_WORK TO COMPLETE_:
A) In the Steve Howe profile, what year did Howe join Yes?
B) Using the Steve Howe profile, explain why watching the Yessongs live DVD might be needed to fully appreciate Howe's creative genius.

_SUPPLIED PASSAGE_:
Steve Howe

You have to give Steve Howe credit. While most of his guitar-toting English brethren spent the ’60s fishing the Mississippi Delta, the North London native cast his nets globally, drawing in a wealth of influences such as Western swing, hard-bop jazz, classical, and surf rock. Despite occasionally being branded a prog-rock dinosaur, Howe has showed remarkable endurance, joining progressive-rock icon Yes in 1970, scoring MTV hits in the ’80s with Asia and GTR, forging a distinctive solo career through the ’90s, and, currently, taking a reunited Yes into its 38th year.


The Yes Album, 1971

Save Van Halen I and Are You Experienced?, this may be the boldest debut record ever by a rock guitarist. Howe’s revved-up country/jazz fusion sends “Yours is No Disgrace” and “I’ve Seen All Good People” into the stratosphere, and the thumb-thumpin’ steel-string solo “Clap” is a showstopper.

Fragile, 1972

Most aspiring guitarists learned to play the harmonics-based intro to “Roundabout” at some point in their lives. But a serious “Howe-to” primer requires immersion in the searing modal solo to “South Side of The Sky” and the nylon-string Bach-knockoff “Mood for a Day.” CD reissue bonus alert: Howe’s protracted break on the non-album track “America” serves up some of the hottest country licks east of James Burton.

Yessongs, 1973

Because Howe’s sound fits so perfectly into Yes’ grand schematics, it might require viewing this live DVD of logic-defying fretboard runs and effortless switching between Gibson ES-175, vachalia, Coral Sitar, and delay-drenched pedal-steel to fully appreciate his creative genius.

Going For The One, 1977

Where else can you hear greasy slide licks (the title track), gothic classical guitar (“Turn of the Century”), and fusion-fed electric 12-string (“Awaken”) on the same record? Prog rock heaven!

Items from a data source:
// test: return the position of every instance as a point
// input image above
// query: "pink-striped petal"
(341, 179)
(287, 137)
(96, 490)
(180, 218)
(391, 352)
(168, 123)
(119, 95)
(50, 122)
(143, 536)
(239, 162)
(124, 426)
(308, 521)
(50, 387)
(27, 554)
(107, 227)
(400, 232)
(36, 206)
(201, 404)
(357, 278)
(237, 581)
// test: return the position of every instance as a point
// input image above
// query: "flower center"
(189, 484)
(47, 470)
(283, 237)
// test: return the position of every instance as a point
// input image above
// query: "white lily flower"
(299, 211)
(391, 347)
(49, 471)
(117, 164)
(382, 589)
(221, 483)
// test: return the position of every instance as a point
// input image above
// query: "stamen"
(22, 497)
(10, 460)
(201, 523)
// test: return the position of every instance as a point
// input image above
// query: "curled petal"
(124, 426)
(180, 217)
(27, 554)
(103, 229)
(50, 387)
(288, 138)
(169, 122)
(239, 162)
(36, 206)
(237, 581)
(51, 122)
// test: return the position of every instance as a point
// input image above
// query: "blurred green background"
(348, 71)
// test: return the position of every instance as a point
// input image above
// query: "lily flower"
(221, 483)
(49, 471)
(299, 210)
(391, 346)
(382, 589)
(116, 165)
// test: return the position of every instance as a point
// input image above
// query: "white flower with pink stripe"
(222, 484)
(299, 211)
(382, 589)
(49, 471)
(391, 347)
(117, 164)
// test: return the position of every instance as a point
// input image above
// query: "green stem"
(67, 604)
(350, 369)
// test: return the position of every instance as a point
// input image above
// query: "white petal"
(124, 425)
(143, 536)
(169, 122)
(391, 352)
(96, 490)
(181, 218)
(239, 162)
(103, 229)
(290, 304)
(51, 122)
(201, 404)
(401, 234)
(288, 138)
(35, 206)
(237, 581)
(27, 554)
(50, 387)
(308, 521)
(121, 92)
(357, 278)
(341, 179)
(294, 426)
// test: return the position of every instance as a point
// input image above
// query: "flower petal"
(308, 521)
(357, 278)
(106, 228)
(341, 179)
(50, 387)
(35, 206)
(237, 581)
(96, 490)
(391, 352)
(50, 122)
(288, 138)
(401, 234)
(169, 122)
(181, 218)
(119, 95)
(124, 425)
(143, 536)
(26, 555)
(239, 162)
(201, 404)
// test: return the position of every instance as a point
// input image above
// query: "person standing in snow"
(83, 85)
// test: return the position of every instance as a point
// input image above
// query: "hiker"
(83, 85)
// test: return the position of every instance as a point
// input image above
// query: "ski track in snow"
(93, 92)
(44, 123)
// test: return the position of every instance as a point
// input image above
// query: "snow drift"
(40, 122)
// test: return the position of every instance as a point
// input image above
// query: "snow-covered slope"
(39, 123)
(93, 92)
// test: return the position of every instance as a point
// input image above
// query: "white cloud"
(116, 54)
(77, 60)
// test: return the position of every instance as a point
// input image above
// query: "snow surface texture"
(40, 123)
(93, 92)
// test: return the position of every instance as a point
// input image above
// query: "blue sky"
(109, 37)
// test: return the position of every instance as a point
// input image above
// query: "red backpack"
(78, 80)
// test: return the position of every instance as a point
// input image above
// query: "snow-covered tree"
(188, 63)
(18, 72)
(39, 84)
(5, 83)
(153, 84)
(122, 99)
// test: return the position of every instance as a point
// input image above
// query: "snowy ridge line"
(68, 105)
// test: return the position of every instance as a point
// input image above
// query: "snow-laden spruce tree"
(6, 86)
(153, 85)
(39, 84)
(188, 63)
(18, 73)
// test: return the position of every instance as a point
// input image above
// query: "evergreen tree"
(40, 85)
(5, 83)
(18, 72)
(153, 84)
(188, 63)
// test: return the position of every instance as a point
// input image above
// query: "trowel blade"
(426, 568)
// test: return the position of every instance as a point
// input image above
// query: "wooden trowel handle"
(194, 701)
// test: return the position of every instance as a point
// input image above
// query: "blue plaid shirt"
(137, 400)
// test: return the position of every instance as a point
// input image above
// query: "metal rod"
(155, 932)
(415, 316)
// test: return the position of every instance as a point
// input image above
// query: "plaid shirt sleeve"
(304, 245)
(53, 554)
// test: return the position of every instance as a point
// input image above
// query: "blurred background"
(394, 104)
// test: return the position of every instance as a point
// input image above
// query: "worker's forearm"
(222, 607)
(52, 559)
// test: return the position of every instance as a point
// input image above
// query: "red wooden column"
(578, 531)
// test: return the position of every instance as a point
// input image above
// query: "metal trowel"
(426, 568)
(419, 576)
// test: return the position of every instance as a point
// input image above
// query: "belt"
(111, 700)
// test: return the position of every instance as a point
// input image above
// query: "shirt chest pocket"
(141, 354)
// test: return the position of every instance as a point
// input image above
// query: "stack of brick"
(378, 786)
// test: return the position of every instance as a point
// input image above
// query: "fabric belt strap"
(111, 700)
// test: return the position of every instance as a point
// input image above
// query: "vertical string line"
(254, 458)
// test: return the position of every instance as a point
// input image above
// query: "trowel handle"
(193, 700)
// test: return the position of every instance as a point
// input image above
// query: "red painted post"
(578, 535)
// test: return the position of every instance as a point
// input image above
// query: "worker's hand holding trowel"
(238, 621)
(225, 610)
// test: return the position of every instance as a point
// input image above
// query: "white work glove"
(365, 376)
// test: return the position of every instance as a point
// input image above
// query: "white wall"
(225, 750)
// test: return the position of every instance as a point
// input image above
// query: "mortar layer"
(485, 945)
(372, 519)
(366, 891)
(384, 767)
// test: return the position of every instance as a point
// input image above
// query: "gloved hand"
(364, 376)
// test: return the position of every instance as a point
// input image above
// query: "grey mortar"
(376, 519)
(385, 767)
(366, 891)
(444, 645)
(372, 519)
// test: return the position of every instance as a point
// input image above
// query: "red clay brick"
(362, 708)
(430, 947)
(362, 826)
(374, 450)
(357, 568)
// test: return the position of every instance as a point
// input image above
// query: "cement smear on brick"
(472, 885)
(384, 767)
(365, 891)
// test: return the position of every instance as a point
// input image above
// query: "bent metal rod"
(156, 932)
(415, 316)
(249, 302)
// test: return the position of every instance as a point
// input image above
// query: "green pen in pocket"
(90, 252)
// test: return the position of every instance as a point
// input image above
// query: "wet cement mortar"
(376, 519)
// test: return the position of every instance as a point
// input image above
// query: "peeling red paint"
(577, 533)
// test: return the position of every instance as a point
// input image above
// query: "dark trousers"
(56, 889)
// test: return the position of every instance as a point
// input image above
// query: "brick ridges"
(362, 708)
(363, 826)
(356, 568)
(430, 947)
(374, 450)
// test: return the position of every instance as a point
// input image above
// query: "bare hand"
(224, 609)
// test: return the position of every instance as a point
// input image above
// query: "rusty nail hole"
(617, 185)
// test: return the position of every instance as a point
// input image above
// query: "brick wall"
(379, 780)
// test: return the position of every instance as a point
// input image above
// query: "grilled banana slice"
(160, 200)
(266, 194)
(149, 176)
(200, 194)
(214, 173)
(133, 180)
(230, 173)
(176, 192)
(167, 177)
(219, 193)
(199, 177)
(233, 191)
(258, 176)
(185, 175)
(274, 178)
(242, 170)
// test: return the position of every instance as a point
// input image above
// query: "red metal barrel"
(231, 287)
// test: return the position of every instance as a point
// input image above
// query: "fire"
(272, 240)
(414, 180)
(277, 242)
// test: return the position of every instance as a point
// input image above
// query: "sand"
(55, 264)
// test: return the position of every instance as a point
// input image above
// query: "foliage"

_TASK RESULTS_:
A) 1970

B) Howe's sound fits so perfectly into Yes' grand schematics that seeing the DVD may be necessary. It shows his logic-defying fretboard runs and his effortless switching between Gibson ES-175, vachalia, Coral Sitar, and delay-drenched pedal-steel.